# O que fazer
Comece na linha que contém "Put one marker on each instance of the riverbank" e pare após o fim dos registros, reproduzindo essas linhas com os pedidos incluídos. Escale por 0,95 cada coordenada dos pontos nas respostas, arredondando para inteiros com metades para cima, e mantenha inalterados os números dos pedidos e dos modelos de formato.

# Material fornecido
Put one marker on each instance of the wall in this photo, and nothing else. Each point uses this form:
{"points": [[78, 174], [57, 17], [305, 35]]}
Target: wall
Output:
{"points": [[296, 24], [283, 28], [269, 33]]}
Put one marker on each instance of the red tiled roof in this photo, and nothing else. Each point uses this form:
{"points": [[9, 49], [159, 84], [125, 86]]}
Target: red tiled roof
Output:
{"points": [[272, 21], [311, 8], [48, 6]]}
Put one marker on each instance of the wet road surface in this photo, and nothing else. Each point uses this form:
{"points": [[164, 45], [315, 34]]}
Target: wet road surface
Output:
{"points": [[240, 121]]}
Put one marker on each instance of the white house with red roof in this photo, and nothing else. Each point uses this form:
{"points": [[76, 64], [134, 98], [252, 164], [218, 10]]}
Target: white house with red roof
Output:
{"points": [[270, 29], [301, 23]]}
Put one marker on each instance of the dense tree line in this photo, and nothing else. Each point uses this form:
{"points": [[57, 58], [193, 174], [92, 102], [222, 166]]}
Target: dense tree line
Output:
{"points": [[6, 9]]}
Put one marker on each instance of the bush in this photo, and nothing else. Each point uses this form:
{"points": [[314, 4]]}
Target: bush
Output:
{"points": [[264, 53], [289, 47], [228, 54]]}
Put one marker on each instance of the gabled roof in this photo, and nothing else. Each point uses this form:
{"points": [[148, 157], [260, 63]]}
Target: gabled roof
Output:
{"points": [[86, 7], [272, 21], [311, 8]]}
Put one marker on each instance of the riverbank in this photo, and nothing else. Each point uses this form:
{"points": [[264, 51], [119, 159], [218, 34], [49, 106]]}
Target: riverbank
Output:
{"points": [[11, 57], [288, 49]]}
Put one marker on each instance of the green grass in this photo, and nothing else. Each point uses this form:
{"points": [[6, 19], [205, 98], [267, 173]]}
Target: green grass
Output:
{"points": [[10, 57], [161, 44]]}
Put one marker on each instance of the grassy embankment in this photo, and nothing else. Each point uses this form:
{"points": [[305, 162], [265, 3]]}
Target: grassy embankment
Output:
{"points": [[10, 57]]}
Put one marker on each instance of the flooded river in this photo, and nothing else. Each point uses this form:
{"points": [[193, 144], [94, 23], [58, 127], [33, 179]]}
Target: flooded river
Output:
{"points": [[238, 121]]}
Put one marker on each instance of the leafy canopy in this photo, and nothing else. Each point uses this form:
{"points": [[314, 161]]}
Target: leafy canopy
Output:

# Resposta completa
Put one marker on each instance of the riverbank in this photo, and nothing else. Each point uses this form:
{"points": [[264, 51], [119, 159], [218, 34], [49, 106]]}
Target: riverbank
Output:
{"points": [[10, 54], [274, 47]]}
Put one marker on each instance of the green grass in this photo, and nothing else. Each point uses this form:
{"points": [[6, 19], [205, 98], [267, 173]]}
Target: green grass
Output:
{"points": [[10, 54], [153, 42]]}
Put one marker on each instance of the grassy embankment in this photo, and nothing else. Each point uses this form:
{"points": [[305, 162], [265, 3]]}
Target: grassy embankment
Output:
{"points": [[10, 54]]}
Put one marker on each instance of the flooded river in this photo, and nothing else. Each point uses this form:
{"points": [[193, 144], [94, 23], [58, 127], [33, 179]]}
Target: flooded river
Output:
{"points": [[226, 115]]}
Put one marker on each instance of the leafy canopy in this photo, and nothing else. Each point uses this form:
{"points": [[314, 161]]}
Target: leafy canopy
Output:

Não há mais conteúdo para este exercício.